> Exercise instructions: Swap "parked car" for "stopped car" in the stretch from the start of the rows through the line that contains "x=130 y=270". Leave everything else as it is, and write out those lines again without the pictures.

> Exercise inputs:
* * *

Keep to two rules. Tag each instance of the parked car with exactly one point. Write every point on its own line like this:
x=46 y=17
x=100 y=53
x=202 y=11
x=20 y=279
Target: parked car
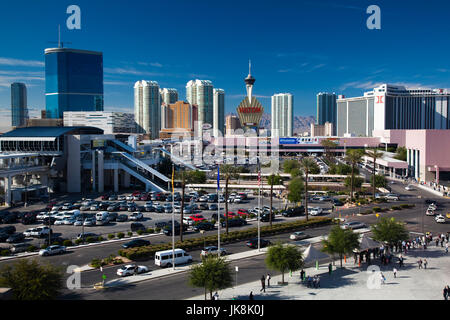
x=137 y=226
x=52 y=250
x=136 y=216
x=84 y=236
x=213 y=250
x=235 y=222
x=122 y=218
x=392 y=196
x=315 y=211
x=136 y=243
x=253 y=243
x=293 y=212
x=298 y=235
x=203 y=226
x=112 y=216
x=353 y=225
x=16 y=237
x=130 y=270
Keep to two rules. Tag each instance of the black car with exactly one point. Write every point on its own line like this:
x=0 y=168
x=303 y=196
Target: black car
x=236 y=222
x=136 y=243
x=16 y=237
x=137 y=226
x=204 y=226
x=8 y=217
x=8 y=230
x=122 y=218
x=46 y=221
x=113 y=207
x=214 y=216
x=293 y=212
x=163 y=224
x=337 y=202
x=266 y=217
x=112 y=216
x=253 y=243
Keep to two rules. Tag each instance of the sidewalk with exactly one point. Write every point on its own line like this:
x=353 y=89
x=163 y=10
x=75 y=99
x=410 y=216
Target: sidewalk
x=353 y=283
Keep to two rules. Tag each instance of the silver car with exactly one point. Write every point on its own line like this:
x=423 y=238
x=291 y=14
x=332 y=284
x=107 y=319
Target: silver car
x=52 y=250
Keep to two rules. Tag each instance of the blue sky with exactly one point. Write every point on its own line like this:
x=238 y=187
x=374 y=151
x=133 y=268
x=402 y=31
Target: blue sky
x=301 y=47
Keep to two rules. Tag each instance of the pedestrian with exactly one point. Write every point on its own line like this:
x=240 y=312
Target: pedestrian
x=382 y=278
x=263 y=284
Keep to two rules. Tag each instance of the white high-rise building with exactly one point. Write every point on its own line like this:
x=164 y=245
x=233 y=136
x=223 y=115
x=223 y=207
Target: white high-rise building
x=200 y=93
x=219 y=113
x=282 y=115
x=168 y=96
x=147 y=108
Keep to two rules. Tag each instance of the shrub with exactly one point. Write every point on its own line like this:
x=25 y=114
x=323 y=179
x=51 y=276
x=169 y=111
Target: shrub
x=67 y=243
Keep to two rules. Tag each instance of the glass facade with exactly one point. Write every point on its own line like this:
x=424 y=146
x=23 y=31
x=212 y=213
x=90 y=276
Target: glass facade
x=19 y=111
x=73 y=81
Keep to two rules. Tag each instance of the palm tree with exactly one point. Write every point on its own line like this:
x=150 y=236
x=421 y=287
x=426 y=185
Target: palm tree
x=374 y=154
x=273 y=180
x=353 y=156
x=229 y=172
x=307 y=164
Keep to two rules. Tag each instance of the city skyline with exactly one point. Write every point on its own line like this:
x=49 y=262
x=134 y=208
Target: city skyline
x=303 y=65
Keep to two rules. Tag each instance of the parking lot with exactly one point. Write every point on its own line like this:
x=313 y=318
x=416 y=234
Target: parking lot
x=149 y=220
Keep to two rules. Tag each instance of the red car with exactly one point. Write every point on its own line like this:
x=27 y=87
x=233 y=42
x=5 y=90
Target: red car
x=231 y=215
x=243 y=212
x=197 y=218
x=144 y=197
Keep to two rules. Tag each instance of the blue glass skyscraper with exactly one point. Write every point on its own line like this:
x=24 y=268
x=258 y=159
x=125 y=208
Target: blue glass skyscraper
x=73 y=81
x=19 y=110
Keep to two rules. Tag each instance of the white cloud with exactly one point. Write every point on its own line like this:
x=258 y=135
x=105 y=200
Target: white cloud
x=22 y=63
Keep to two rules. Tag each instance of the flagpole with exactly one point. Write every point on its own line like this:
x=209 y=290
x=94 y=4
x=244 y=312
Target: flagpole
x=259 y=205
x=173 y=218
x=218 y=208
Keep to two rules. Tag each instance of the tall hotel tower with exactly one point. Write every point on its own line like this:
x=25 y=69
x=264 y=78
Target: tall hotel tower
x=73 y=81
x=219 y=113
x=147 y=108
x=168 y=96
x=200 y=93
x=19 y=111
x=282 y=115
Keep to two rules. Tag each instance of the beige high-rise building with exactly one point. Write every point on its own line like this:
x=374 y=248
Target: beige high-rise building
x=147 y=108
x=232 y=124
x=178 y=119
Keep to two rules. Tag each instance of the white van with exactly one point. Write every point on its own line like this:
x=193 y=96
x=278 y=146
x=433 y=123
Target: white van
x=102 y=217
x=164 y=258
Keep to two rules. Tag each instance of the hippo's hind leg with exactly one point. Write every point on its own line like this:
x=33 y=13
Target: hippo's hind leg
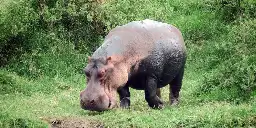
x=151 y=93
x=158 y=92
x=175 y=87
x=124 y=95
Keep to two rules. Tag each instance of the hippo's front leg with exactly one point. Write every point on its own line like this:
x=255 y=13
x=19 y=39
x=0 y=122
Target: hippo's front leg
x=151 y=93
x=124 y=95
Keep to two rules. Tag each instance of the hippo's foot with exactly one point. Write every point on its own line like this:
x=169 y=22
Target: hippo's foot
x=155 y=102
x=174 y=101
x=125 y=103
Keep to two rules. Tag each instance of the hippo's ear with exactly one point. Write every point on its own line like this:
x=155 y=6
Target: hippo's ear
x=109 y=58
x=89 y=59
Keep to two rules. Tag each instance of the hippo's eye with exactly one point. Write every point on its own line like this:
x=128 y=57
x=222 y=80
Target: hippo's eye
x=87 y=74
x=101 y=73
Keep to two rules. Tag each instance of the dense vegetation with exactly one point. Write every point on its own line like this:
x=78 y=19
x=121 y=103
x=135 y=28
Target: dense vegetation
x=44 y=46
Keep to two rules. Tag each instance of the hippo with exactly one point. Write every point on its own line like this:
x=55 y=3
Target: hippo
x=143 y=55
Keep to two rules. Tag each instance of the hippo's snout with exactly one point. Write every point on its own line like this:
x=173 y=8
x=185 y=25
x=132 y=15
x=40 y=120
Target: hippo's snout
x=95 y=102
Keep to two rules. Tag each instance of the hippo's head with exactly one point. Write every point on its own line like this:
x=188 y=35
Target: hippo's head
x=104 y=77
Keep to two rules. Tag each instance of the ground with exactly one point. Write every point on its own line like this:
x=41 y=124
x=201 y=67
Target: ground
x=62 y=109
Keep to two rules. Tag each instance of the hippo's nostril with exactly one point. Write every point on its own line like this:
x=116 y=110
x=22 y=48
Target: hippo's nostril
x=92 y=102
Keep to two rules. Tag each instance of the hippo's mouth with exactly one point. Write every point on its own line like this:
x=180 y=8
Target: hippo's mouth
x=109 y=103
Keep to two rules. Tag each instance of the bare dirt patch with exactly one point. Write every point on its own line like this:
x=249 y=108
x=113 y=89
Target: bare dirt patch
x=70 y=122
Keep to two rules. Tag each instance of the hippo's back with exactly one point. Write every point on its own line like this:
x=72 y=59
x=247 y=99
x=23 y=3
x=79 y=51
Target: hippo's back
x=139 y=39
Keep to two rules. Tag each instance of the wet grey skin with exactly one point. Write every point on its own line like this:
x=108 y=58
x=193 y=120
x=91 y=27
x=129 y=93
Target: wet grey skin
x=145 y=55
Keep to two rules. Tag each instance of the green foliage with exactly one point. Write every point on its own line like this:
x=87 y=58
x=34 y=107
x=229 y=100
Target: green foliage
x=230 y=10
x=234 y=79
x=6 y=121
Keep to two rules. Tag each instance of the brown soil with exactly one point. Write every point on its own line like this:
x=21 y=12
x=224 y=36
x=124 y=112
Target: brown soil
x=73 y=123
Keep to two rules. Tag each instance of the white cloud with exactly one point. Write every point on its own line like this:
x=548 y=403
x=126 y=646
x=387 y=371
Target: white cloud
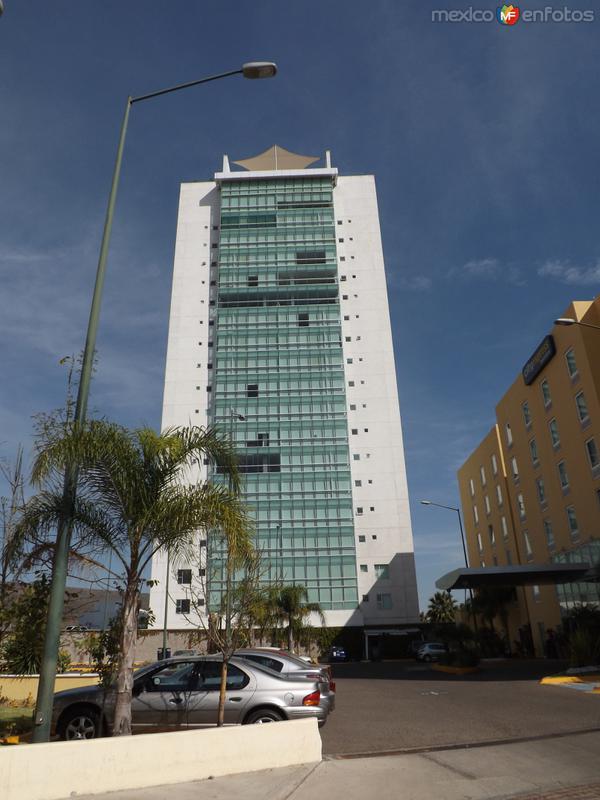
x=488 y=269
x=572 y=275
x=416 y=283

* * *

> Worked solution:
Keep to two rules. Tag each instance of the stopped car with exactly one point. Write every point on its own line like this:
x=46 y=17
x=100 y=53
x=202 y=11
x=20 y=279
Target: stopped car
x=137 y=226
x=52 y=250
x=136 y=216
x=84 y=236
x=213 y=250
x=235 y=222
x=122 y=218
x=392 y=196
x=315 y=211
x=136 y=243
x=253 y=243
x=293 y=212
x=298 y=235
x=203 y=226
x=112 y=216
x=353 y=225
x=16 y=237
x=130 y=270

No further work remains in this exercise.